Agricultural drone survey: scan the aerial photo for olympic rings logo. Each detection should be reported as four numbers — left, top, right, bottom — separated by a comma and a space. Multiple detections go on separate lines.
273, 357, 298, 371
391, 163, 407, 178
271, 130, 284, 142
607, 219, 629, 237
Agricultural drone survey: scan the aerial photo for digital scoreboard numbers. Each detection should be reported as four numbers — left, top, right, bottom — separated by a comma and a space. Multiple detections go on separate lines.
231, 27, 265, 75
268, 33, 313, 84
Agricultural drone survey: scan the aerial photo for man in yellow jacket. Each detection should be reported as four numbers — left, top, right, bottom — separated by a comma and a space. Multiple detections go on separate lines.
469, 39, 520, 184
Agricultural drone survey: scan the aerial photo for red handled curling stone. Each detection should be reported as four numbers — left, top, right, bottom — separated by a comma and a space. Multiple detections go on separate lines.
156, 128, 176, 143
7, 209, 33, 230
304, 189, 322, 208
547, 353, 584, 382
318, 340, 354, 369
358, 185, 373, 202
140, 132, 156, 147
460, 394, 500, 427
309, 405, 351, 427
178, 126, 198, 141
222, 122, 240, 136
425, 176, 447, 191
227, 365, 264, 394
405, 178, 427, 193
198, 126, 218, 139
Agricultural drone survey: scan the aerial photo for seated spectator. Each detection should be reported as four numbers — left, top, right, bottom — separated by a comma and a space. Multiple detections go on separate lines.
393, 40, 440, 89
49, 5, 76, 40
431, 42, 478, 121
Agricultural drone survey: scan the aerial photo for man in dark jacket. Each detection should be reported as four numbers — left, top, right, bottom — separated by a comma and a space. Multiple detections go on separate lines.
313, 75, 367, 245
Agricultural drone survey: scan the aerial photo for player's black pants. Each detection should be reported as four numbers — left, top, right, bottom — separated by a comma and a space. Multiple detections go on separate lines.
————————
— WHAT IS NEEDED —
Can you convert every line of the records above into a JSON array of strings, one string per line, with blank lines left out?

— REPLY TO THE TASK —
[
  "Agricultural drone survey: scan the aerial photo for olympic rings logo. Each detection should be reported as four numbers — left, top, right, bottom — separated by a comma and a space. Multiple detections go on separate lines.",
  "273, 357, 298, 371",
  "391, 163, 407, 178",
  "271, 130, 284, 142",
  "607, 219, 629, 237",
  "Agricultural drone survey: scan the aerial photo for digital scoreboard numbers. Each detection should be reported as four numbers — left, top, right, bottom — separated by a comma and a space. Multiple detections go on separate lines.",
  "231, 27, 265, 75",
  "268, 33, 313, 84",
  "Agricultural drone survey: scan the aerial photo for man in yellow jacket. Each detection should be reported as four numbers — left, top, right, bottom — separated by a comma and a space. Multiple detections go on separate lines.",
  "469, 39, 520, 184",
  "Agricultural drone survey: scan the aerial photo for red handled curling stone. Each detection should be reported as four numbers — left, top, right, bottom — separated by a comma and a space. Multiple detections go on separate lines.",
  "156, 128, 176, 143",
  "7, 209, 33, 230",
  "304, 189, 322, 208",
  "547, 353, 584, 382",
  "318, 340, 354, 369",
  "358, 185, 373, 202",
  "140, 132, 156, 147",
  "460, 394, 500, 427",
  "309, 405, 351, 427",
  "178, 126, 198, 141",
  "222, 122, 240, 136",
  "425, 176, 447, 191",
  "227, 365, 264, 394",
  "405, 178, 427, 193",
  "198, 126, 218, 139",
  "Agricultural drone survey: scan the aerial photo for seated spectator. Each detection should be reported as four numbers — left, top, right, bottom — separated by a comma and a space. Multiple detections go on separate lines.",
  "393, 40, 440, 89",
  "49, 5, 76, 40",
  "431, 42, 478, 121",
  "Agricultural drone survey: scan the aerial photo for man in dark jacket. Each detection should be reported as four numbers — left, top, right, bottom — separated by a comma and a space. Multiple detections go on separate lines.",
  "313, 75, 367, 245",
  "Agricultural drone survey: scan the aerial photo for player's black pants. Each detection should be reported as four numbers — left, top, right, bottom — separated by a comma and a space. Multiple detections go on separate lines."
]